Annotation records:
^^^^^^^^^^^^^^^^
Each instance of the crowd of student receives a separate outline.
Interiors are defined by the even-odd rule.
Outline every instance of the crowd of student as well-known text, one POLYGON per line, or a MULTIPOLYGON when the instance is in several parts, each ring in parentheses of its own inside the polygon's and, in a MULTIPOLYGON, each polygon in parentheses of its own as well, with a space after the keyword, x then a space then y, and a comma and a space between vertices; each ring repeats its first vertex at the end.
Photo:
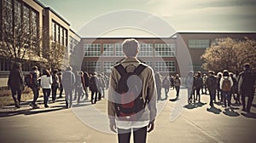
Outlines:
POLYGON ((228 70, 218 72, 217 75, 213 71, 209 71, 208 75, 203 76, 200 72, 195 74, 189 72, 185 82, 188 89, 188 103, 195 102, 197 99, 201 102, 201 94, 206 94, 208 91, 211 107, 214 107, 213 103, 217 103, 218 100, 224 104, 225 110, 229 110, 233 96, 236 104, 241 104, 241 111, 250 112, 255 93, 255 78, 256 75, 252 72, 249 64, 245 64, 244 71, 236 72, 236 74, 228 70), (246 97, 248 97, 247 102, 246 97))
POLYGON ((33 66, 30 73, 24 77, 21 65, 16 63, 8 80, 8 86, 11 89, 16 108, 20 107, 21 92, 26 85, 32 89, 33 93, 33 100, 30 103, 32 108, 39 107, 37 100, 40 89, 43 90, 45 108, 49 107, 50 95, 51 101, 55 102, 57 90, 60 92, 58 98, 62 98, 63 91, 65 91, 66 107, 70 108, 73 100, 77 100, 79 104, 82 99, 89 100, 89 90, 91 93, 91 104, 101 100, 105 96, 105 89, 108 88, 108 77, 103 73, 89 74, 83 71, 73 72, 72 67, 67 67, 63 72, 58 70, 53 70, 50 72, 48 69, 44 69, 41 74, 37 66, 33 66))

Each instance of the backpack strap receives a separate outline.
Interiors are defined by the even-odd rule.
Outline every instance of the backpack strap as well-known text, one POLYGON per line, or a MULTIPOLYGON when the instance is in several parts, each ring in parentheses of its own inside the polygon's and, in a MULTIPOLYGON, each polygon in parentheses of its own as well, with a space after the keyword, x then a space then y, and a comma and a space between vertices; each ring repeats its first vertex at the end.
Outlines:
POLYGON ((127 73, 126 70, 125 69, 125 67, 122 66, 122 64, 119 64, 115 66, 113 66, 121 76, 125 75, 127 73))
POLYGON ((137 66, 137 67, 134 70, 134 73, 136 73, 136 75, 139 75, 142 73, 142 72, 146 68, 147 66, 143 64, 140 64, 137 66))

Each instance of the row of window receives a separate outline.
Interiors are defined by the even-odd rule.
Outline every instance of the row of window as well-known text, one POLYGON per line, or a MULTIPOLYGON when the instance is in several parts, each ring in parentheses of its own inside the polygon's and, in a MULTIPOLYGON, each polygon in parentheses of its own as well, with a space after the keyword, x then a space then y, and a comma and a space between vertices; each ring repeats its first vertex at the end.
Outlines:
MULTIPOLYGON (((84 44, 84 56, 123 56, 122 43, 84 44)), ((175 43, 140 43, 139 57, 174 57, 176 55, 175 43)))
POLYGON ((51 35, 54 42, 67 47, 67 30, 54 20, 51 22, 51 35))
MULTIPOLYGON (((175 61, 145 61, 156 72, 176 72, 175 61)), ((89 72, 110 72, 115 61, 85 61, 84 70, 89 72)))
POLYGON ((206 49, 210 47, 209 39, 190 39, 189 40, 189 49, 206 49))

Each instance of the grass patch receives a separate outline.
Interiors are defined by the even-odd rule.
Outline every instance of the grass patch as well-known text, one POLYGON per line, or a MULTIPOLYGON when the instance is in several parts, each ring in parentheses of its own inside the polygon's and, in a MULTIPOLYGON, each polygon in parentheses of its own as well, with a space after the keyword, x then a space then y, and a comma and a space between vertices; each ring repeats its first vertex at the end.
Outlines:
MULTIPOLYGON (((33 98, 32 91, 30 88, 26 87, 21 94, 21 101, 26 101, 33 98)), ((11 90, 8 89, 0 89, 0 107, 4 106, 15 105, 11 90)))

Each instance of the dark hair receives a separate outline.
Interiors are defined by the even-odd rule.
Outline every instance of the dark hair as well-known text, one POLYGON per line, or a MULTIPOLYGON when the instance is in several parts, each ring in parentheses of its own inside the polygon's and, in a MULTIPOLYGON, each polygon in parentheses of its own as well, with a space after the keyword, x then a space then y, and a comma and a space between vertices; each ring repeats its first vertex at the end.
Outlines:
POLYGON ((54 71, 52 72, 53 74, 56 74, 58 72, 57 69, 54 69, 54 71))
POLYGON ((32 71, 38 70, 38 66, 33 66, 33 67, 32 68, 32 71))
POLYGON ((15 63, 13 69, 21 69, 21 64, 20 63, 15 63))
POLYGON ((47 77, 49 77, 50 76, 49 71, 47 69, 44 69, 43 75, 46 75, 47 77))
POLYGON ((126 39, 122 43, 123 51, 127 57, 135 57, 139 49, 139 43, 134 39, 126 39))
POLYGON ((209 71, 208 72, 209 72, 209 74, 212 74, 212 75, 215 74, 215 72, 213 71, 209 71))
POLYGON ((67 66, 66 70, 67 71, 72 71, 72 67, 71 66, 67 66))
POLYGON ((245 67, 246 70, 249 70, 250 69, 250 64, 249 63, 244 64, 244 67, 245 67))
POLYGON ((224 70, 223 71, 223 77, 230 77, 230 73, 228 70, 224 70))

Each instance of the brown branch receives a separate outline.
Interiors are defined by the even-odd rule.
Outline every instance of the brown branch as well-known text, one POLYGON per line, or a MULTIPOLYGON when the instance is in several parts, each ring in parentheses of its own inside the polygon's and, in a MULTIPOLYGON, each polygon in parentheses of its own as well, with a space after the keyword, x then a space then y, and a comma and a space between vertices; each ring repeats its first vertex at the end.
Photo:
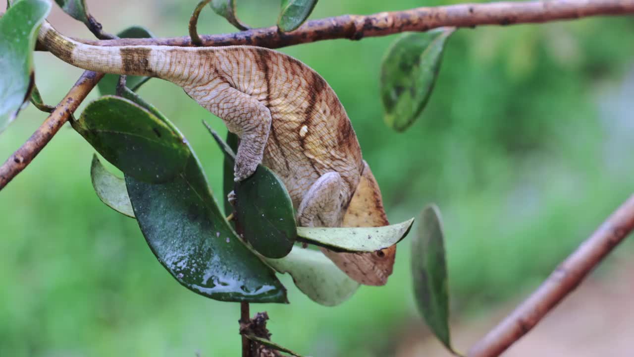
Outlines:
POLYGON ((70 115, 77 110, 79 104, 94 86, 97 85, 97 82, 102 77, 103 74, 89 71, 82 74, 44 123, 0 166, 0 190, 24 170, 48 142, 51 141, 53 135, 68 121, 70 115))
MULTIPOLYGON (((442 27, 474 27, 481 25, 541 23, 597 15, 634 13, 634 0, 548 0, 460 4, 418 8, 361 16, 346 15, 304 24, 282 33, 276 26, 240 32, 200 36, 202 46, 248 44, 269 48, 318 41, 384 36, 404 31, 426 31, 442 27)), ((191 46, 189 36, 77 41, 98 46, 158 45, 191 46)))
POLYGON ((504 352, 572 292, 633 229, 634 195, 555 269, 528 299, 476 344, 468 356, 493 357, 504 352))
^^^^^^^^^^^^^^^^
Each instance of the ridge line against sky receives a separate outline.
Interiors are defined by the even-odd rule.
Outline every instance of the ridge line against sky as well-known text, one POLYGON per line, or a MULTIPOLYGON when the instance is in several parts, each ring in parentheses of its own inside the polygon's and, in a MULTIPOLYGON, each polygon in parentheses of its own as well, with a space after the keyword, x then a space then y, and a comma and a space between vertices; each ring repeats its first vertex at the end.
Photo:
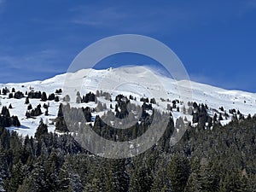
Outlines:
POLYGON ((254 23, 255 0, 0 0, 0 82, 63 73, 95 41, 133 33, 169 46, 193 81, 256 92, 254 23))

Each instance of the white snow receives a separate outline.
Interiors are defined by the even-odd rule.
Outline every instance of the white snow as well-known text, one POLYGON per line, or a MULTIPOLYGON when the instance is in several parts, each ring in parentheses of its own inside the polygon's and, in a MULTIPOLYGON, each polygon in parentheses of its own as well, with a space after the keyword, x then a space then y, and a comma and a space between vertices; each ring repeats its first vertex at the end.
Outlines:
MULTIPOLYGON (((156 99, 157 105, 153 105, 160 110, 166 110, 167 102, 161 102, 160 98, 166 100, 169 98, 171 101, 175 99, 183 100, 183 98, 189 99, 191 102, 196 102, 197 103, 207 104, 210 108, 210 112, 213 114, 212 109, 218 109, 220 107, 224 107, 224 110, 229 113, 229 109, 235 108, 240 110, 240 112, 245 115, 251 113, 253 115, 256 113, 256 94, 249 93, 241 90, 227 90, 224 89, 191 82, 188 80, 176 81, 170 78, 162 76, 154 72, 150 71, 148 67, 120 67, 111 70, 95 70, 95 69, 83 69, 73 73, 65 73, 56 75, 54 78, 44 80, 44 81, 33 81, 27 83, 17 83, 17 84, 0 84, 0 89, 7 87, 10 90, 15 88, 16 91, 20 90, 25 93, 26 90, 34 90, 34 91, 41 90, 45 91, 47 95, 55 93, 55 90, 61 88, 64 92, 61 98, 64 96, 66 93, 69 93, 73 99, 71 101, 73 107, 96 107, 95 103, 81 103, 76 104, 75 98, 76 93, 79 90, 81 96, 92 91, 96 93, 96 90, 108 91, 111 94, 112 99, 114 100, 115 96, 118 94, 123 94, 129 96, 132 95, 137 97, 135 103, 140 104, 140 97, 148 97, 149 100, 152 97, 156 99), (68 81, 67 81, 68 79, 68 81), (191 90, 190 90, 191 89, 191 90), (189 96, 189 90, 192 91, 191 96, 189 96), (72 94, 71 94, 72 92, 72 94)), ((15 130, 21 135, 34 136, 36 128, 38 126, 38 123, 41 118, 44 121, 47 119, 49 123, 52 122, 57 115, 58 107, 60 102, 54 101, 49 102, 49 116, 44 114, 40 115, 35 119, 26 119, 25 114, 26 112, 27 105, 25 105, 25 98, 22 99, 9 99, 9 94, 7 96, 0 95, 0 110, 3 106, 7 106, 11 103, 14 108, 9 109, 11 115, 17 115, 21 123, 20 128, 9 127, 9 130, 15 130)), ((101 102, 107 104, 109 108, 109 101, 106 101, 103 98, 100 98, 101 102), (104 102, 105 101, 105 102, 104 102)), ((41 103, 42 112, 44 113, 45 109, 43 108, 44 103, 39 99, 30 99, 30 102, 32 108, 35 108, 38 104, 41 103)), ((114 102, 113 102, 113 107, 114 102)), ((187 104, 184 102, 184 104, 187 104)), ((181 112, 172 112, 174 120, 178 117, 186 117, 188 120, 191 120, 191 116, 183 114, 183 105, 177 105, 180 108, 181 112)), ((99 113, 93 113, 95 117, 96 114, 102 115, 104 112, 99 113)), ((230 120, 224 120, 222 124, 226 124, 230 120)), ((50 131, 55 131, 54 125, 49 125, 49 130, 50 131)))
^^^^^^^^^^^^^^^^
Format the lines from the one containing "Each instance of the crowd" through the one containing "POLYGON ((228 70, 218" as a numbered list, omitting blank lines and leaving out the pictures.

● **THE ANSWER**
1. Each instance of the crowd of student receives a separate outline.
2. Interiors are defined by the even-odd rule.
3. Outline every instance of the crowd of student as well-known text, one POLYGON per line, or a MULTIPOLYGON when the instance is in several parts, each ring in parentheses of its own inside the polygon's and, in a MULTIPOLYGON, each polygon in parentheses of its own as well, with a space after the keyword, x then a space then y, and a comma and a space between vertices; each ring repeats its first vertex at the end.
4. Photo:
5. Outlines:
6. POLYGON ((228 70, 218 72, 217 75, 213 71, 209 71, 208 75, 203 76, 200 72, 195 74, 189 72, 185 82, 188 89, 188 103, 195 102, 197 99, 201 102, 201 94, 206 94, 208 91, 211 107, 214 107, 213 103, 217 103, 218 100, 224 104, 225 110, 229 110, 233 96, 236 104, 241 104, 241 111, 250 112, 255 93, 255 78, 256 75, 252 72, 249 64, 245 64, 244 71, 236 72, 236 74, 228 70), (246 97, 248 97, 247 102, 246 97))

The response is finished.